| OBJECTIFS |
1. Relevez toutes les communes nommées dans le rapport sur les Juifs de l'arrondissement.
2. D'après le rapport sur les Juifs de l'arrondissement, dans quel canton les Juifs sont-ils le plus détestés ?
3. Poursuivez le rapport sur les Juifs de l'arrondissement après sa dernière phrase.

| DOCUMENT |

_ _ _

Il ne m'est parvenu aucuns renseignements directs au sujet du soulèvement qui doit éclater avant peu contre les Juifs de cet arrondissement, suivant les informations qu'on vous a données.
    Mais voici ce que présume avoir donné lieu à ce bruit.

    La catastrophe arrivée à Alger, où les Juifs ont été très maltraités, a réveillé probablement la haine que les paysans en général ont contre eux par rapport à l'usure que les Juifs surtout exercent à leur égard. Leurs débiteurs, exaspérés par cette usure, auront vraisemblablement dit qu'ils les traiteront comme à Alger; et s'ils croyaient pouvoir le faire avec sécurité, je croirais assez qu'ils n'hésiteraient pas à prendre ce parti.
    Le canton de Ferette est celui où les Juifs sont le plus détestés. Ils sont en très grand nombre à Durmenach qui est une commune de ce canton.
    Dans les communes de Heguenhein, Oberhagenthal et de Niederhagenthal, canton d'Huningue, ils sont très très nombreux aussi, et l'on peu dire que dans les communes rurales, principalement celles où ils s'en trouvent beaucoup, ils y sont en aversion parce que leur usure y fait plus de victimes que dans les communes où il y en a peu d'établis.
    J'ai déjà provoqué plusieurs fois l'attention du Gouvernement sur cet objet dans mes états de situation sous le rapport de la police générale, et à chaque occasion dans des lettres de service, en proposant mes idées pour remédier au mal. Je l'ai prévenu que si l'on ne prenait un parti à ce sujet, les Juifs finiraient par être les maîtres de tous les biens fonds de l'arrondissement dont une très grand partie leur était déjà affectée au bureau des hypothèques; je lui ai reppelé ce qui s'était passé dans les années 1778 à l'occasion des fausses quittances.

_ _ _

| DONNÉES PRÉSENTÉES |
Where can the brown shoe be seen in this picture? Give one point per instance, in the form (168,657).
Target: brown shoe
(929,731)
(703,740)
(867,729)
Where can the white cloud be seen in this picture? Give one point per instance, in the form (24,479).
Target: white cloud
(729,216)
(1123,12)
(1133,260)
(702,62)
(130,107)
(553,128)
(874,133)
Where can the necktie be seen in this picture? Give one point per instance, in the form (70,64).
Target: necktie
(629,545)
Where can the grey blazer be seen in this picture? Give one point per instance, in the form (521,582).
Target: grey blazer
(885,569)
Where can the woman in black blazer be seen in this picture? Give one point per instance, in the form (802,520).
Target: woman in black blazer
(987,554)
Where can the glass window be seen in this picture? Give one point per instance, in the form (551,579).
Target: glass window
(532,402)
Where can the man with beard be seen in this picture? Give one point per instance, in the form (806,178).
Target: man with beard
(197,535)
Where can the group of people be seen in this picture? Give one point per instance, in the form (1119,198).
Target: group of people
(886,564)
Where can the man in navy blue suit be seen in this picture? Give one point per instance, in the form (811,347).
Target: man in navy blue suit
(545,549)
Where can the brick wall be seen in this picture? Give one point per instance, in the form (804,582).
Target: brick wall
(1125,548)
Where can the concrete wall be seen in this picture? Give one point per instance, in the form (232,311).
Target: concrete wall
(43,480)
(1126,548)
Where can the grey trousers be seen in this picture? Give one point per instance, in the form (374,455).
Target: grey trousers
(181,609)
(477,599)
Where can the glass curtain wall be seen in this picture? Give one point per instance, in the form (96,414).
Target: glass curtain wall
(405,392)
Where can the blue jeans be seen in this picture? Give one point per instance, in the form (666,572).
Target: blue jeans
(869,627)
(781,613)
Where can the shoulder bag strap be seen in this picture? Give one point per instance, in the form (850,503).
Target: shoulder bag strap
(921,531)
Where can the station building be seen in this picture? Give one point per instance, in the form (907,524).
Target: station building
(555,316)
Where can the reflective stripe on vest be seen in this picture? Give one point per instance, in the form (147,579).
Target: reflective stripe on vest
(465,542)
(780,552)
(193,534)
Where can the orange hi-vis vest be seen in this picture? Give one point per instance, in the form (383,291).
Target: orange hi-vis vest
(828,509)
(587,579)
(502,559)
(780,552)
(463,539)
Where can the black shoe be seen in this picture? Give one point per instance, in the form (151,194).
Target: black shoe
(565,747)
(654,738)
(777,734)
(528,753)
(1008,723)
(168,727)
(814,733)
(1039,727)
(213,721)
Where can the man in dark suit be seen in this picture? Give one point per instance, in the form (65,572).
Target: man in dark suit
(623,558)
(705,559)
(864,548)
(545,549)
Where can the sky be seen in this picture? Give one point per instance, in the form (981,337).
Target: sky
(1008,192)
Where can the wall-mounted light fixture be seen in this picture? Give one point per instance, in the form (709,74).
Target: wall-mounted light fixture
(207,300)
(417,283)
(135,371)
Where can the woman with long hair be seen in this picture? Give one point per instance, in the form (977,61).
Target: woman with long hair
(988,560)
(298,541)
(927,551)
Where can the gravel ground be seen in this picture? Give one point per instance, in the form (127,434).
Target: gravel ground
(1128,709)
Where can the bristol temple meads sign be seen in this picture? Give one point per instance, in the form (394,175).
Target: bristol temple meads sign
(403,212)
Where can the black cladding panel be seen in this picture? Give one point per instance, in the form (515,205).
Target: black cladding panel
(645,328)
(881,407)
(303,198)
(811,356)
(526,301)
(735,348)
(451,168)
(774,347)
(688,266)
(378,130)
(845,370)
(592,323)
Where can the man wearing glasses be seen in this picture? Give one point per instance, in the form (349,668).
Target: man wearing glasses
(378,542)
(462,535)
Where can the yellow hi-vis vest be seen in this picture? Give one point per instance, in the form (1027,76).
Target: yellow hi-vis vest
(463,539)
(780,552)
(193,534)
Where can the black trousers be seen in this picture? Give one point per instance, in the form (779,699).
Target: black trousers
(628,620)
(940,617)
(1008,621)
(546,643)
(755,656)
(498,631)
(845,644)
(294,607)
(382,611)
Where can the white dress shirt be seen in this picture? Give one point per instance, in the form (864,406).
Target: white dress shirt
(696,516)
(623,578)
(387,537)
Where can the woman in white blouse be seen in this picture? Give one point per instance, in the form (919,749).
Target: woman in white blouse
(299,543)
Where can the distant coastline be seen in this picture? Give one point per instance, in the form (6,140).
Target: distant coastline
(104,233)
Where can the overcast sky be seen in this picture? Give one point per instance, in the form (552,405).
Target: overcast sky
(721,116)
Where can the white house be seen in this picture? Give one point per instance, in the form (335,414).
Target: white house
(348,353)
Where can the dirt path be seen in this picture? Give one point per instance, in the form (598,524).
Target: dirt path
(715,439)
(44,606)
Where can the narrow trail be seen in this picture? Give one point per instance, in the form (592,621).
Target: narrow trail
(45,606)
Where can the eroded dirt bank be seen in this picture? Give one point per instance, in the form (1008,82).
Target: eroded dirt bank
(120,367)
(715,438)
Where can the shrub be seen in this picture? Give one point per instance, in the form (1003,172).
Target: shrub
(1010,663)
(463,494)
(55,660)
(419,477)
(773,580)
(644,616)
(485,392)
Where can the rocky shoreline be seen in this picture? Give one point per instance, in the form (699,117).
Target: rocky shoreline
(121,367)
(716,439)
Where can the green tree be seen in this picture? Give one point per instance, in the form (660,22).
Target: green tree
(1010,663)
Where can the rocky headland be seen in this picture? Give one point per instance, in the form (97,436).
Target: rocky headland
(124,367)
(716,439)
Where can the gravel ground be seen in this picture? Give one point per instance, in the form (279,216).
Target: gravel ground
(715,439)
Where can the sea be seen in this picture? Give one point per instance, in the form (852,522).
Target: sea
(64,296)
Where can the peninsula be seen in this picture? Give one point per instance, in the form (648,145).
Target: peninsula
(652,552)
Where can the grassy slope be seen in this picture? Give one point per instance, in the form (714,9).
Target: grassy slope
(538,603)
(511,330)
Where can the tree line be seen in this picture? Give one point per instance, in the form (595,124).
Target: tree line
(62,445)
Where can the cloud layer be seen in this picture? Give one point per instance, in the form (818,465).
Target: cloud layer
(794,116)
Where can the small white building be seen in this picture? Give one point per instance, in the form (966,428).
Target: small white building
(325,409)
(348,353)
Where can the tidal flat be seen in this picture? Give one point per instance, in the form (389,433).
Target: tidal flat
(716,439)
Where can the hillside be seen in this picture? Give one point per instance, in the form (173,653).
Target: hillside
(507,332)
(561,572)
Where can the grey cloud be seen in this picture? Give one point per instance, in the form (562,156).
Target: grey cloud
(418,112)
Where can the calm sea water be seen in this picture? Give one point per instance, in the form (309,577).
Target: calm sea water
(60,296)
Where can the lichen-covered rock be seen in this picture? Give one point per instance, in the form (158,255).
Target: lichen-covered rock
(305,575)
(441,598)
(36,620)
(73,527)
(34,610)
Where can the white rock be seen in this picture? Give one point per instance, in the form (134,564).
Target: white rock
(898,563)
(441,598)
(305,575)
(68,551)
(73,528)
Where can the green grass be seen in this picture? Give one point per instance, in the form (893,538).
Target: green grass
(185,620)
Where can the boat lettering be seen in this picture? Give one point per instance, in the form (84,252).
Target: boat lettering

_ _ _

| RÉPONSES |
1. Durmenach, Heguenhein, Oberhagenthal, Niederhagenthal

2. Dans le canton de Ferette.

3.
    Là dessus il a été ordonné qu'on vérifierait au bureau des hypothèques le montant des créances des Juifs, et comme je l'avais annoncé, elles se montaient à des sommes exorbitantes qui doivent s'être accrues depuis. L'effet de l'usure empirant chaque jour, chaque minute, la situation des débiteurs.
    Depuis cette époque le Gouvernement n'a point fait connaître ses intentions. Je suppose qu'il médite dans sa sagesse les moyens d'obvier au mal.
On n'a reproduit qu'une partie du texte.